··· TEXTE FOURNI ···

Nigérien qui se noiera le dernier

Publication tardive. La guerre au Mali ? Déjà terminée, et bien avec ça. A moins que cela ne dépende de la perspective, comme le résume l’historien Gregory Mann: « It is looking ever more likely that France will claim to win its war while Mali fails to win its own. » Quoiqu’il en soit, le ministre des Affaires Etrangères nigérien pointe déjà vers la Libye pour avertir du prochain danger qui plane sur le Sahel… Une bonne raison de se pencher encore une fois sur la position du Niger face à la menace de contagion séparatiste et djihadiste du Mali vers ses terres. Car sur ce coup là, au moins à court terme, on peut dire qu’ils ont anticipé… Pas comme Mazou devant les buts du Mali, mais ne mêlons pas l’équipe de foot nigérienne à tout ça, au risque de ruiner le capital sympathie du Niger avant même de commencer…

« Quand la barbe de ton voisin brûle, mouille la tienne », dit-on à Niamey. Le Niger a déployé des contre-feux efficaces pour éviter la propagation de l’incendie malien.

··· EXTRAITS DES ENTRÉES ···

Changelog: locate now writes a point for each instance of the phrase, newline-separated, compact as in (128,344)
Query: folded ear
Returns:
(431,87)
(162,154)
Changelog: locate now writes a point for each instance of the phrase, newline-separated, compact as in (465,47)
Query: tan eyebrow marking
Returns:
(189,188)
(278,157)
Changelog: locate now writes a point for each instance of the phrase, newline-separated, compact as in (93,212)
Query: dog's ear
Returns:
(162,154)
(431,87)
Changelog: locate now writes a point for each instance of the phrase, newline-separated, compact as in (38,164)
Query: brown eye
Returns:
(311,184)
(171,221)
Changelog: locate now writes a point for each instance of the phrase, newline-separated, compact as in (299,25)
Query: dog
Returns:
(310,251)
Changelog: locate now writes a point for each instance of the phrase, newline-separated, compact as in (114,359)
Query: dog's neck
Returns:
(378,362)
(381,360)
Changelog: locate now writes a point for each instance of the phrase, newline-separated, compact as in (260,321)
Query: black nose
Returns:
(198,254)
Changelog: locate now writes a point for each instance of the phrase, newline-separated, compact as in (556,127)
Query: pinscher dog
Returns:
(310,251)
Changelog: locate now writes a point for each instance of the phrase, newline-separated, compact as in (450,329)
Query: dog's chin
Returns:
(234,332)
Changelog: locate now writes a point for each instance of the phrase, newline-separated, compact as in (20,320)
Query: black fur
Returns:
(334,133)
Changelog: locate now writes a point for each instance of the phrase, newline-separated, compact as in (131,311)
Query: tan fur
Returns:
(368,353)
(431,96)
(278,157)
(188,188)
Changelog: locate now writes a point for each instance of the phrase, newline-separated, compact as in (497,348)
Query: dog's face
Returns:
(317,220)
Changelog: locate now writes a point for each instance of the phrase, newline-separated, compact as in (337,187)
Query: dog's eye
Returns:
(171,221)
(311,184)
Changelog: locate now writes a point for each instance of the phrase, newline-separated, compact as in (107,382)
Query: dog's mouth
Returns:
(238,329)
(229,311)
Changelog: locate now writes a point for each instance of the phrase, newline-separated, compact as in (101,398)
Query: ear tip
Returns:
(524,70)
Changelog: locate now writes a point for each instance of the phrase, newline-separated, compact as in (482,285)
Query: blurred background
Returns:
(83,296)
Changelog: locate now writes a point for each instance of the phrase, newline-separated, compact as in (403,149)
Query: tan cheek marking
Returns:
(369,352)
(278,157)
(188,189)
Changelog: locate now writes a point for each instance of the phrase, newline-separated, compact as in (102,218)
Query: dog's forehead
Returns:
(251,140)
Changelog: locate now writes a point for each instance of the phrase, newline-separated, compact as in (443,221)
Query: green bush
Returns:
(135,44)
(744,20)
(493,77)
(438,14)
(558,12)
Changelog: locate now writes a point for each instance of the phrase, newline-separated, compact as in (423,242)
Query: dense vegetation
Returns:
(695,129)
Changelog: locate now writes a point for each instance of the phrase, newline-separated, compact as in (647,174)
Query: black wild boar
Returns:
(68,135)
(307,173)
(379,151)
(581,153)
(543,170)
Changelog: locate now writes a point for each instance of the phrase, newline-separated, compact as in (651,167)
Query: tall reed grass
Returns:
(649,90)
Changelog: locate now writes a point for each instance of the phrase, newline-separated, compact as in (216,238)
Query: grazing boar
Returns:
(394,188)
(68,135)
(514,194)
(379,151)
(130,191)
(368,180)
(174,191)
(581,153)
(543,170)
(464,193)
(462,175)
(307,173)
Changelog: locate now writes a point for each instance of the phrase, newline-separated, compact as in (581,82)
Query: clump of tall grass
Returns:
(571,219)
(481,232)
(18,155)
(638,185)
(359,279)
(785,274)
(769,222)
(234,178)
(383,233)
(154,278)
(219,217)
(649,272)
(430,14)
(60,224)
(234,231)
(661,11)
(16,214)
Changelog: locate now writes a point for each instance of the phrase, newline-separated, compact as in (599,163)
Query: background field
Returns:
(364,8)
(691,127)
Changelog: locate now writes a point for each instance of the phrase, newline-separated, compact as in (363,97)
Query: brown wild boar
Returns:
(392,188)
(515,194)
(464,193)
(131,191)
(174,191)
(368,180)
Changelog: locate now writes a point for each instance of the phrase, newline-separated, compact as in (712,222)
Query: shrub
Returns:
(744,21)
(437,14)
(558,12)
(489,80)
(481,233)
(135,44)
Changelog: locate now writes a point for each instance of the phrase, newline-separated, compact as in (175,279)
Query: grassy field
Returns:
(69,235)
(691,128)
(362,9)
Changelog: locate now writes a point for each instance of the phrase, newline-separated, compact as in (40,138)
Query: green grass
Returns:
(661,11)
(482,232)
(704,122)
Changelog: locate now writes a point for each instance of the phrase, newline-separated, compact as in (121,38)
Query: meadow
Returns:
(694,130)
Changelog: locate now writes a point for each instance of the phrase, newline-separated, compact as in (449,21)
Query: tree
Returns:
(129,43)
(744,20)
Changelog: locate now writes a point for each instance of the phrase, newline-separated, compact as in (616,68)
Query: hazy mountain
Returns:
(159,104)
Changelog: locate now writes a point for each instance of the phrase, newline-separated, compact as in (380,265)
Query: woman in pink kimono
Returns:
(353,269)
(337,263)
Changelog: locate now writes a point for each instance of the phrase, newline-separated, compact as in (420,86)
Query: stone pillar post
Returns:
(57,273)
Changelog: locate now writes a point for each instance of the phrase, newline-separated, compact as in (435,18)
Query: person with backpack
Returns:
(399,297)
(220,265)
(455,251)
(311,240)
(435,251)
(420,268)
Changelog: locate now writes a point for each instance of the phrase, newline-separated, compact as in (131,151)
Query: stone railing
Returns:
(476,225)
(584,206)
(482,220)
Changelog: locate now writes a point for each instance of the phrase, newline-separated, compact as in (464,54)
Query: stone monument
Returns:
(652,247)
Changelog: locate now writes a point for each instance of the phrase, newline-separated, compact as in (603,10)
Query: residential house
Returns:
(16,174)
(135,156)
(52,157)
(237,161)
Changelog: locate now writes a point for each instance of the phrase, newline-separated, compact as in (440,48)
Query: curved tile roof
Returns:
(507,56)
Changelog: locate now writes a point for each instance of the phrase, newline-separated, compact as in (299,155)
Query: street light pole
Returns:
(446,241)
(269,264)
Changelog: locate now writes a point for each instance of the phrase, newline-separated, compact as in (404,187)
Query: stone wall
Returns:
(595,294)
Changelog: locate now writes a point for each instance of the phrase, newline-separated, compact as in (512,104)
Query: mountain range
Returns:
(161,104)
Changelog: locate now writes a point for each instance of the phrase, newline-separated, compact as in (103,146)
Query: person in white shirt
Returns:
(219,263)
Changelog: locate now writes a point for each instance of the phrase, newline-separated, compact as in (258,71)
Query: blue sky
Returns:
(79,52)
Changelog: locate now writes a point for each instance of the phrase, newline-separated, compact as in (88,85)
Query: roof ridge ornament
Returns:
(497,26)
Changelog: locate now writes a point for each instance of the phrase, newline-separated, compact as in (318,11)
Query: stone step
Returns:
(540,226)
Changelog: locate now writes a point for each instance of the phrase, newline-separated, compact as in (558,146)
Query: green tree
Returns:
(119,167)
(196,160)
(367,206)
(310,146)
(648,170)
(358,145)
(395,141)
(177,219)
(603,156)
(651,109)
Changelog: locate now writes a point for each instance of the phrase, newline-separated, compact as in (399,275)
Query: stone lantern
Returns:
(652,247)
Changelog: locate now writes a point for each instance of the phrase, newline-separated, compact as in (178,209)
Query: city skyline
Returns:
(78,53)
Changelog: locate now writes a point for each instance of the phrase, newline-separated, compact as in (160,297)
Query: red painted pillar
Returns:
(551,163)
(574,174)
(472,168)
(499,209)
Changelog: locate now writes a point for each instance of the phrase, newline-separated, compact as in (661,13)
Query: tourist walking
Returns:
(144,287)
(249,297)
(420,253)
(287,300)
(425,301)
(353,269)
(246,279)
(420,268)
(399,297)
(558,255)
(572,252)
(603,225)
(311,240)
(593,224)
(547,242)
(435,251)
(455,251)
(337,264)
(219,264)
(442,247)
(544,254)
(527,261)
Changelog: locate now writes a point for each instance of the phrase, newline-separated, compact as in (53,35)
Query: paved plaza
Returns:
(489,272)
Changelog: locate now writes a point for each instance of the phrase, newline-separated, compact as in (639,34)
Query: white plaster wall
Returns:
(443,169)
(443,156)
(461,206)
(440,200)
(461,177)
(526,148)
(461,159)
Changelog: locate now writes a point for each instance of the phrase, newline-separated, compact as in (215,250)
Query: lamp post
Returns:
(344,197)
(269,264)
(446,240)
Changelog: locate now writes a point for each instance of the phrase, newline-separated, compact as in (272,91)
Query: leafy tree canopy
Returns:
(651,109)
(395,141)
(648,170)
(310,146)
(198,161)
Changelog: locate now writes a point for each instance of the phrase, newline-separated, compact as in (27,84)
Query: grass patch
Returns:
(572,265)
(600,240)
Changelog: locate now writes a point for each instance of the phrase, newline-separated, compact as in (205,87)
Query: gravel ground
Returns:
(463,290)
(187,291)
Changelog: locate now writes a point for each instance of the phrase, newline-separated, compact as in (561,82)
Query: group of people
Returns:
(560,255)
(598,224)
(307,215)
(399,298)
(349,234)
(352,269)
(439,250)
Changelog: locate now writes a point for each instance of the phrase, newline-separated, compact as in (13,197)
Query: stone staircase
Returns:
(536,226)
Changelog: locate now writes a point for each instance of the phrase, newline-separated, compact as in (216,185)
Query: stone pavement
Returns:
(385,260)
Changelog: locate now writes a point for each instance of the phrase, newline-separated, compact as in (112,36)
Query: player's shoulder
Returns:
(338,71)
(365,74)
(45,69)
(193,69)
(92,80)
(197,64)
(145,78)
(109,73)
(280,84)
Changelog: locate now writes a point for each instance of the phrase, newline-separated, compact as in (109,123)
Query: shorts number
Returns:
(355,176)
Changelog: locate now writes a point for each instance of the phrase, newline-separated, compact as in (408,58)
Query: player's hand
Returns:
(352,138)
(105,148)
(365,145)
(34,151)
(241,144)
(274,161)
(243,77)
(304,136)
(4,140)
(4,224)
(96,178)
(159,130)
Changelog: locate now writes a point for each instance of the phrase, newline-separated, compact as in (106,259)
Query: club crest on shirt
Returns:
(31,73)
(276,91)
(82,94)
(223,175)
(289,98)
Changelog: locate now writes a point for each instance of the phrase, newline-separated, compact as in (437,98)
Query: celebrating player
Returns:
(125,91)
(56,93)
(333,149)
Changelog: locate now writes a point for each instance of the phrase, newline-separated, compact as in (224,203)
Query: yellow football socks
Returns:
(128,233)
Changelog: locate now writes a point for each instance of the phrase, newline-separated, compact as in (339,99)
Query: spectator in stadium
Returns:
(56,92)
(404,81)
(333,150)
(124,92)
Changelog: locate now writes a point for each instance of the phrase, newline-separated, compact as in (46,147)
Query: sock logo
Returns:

···

### À FAIRE
Rédigez, s'il vous plaît, la suite du billet sur le Niger face à la guerre au Mali, en reprenant juste après sa dernière phrase.

### RÉSULTAT
Voisin du Mali, avec lequel il partage 821 km de frontière, le Niger a toujours considéré la crise malienne comme une « question de sécurité intérieure », selon les mots de son président Mahamadou Issoufou. Dès les premiers affrontements entre l’armée malienne et le Mouvement national pour la libération de l’Azawad (MNLA), en janvier 2012, les Nigériens ont vu les déplacés maliens originaires des villes de Tessalit et Ménaka rejoindre les villes frontalières d’Abala et Mangaize, au Niger. Quand les groupes terroristes AQMI, Mujao et Ansar Eddine ont commencé à s’implanter dans les grandes villes du Nord-Mali, le gouvernement nigérien a tout de suite craint qu’ils puissent un jour prendre la même route que les déplacés maliens. « Des groupes qui sont à Ménaka, que leur reste-t-il pour rentrer au Niger si on ne les contient pas ? », interroge le ministre de la Justice et porte-parole du gouvernement Marou Amadou.

Niamey se préparait à une « guerre inéluctable »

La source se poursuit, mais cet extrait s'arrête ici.